• **WHAT IS NEEDED**: Every line of the records counts; transcribe each one exactly.

──────── MATERIAL TO PROCESS

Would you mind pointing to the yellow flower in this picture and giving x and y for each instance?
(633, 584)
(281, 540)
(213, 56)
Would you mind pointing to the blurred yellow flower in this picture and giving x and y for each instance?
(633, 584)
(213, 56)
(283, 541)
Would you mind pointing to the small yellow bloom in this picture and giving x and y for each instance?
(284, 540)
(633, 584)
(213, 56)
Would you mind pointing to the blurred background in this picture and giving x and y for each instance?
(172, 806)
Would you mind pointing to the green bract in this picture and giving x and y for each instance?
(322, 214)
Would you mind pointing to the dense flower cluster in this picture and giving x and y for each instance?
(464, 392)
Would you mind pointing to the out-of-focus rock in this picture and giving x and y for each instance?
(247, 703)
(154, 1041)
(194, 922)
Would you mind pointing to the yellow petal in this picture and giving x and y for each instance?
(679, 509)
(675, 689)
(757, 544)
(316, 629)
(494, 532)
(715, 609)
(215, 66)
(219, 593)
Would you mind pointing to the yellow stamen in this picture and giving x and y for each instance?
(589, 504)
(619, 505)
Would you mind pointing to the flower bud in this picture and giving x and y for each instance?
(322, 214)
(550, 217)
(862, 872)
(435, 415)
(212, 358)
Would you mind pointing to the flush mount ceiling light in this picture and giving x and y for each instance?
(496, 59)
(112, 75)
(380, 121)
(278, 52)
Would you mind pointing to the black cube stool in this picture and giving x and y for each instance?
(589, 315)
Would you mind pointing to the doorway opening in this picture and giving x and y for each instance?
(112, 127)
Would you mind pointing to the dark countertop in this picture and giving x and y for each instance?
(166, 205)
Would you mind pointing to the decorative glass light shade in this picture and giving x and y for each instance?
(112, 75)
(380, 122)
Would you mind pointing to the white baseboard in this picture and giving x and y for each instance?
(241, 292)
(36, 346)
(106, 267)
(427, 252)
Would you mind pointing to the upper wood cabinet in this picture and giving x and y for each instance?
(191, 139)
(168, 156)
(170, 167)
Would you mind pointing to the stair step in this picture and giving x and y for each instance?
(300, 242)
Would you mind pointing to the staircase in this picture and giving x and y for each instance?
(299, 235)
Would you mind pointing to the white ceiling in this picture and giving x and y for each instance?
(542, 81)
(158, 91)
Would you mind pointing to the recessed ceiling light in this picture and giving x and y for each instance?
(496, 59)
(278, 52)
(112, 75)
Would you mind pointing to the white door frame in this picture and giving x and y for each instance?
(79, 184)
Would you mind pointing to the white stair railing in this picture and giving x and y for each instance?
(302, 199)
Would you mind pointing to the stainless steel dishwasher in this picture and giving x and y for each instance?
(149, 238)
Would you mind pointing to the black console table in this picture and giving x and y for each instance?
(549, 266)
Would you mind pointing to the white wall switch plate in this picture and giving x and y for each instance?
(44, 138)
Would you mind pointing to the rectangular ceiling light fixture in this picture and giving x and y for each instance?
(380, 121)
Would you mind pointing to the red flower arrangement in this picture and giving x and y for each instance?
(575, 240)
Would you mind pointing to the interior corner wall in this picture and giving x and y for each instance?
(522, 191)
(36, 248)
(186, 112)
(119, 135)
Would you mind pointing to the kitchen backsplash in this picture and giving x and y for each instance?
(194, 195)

────────────────

• **REPLY**:
Would you mind pointing to the yellow flower in this picture and giving x and y for each instance?
(633, 584)
(281, 540)
(213, 56)
Would you mind pointing to the blurred yellow flower in this picture and giving x and y for each instance?
(633, 584)
(213, 56)
(283, 541)
Would you mind pointing to the small yellow bloom in this picture and giving x and y for each instance?
(284, 540)
(633, 584)
(213, 56)
Would you mind pointing to the blurred background in this picture and giving x and y for each instance?
(172, 806)
Would you mind pointing to the green bract in this picture and giving x and y for each instance?
(322, 214)
Would you mind pointing to the dense flower cluster in this picture and giving x and y for each instance?
(464, 392)
Would you mind pointing to the out-of-focus rock in this picture and giving x and y for each instance?
(247, 703)
(154, 1041)
(194, 922)
Would you mind pointing to the yellow petal in this picture and giving x and y for each instance?
(679, 509)
(675, 689)
(757, 544)
(316, 629)
(494, 532)
(715, 609)
(215, 66)
(219, 593)
Would you mind pointing to the yellow stamen in this picture and giving x and y for each instance?
(589, 504)
(619, 505)
Would you mind pointing to the flower bud in this picture and giving x and y for each instance?
(322, 214)
(550, 217)
(862, 872)
(435, 415)
(212, 358)
Would you mind pointing to the flush mount ceiling light in this picture and giving x and y for each instance?
(496, 59)
(112, 75)
(380, 121)
(278, 52)
Would you mind pointing to the black cube stool in this picture and giving x and y for each instance?
(589, 315)
Would you mind pointing to the doorway opening in this picture and giving x and y for each instance?
(112, 127)
Would you mind pointing to the dark countertop in this picture and giving x and y for each instance?
(166, 205)
Would you mind pointing to the decorative glass light shade in this picture and giving x and y for each instance?
(112, 75)
(380, 122)
Would you mind pointing to the white baseboard in this picture and giving x and y for each instance?
(241, 292)
(36, 346)
(106, 267)
(427, 252)
Would you mind pointing to the upper wood cabinet in this picture and giving x and y for each instance?
(191, 139)
(168, 156)
(170, 167)
Would you mind pointing to the stair step in this picture and giving x and y for each instance?
(300, 242)
Would you mind pointing to the staircase in this picture and giving x and y for each instance?
(299, 235)
Would you mind pointing to the white ceiling in this picture and giving x and y for each instance?
(542, 81)
(158, 91)
Would you mind pointing to the recessed ceiling light in this picture and giving x and y for each instance?
(496, 59)
(278, 52)
(112, 75)
Would you mind pointing to the white door frame in this picture and giving x and y for each instance?
(79, 184)
Would you mind pointing to the white stair railing in this picture and giving x and y for each instance?
(302, 199)
Would you mind pointing to the stainless steel dishwasher in this picture and giving x and y for each instance?
(149, 238)
Would you mind pointing to the black console table in this picture and giving x and y for each instance?
(549, 266)
Would you mind pointing to the white wall switch plate in this picture and giving x and y for each instance?
(44, 138)
Would you mind pointing to the rectangular ceiling light fixture in this picture and giving x and y for each instance?
(380, 121)
Would you mind pointing to the red flower arrangement in this picture and giving x and y for each instance?
(575, 240)
Would you mind pointing to the interior corner wall in this picture and giving x and y for each instance?
(522, 191)
(36, 248)
(186, 112)
(119, 135)
Would you mind pointing to the kitchen backsplash in this picture and giving x and y for each instance?
(194, 195)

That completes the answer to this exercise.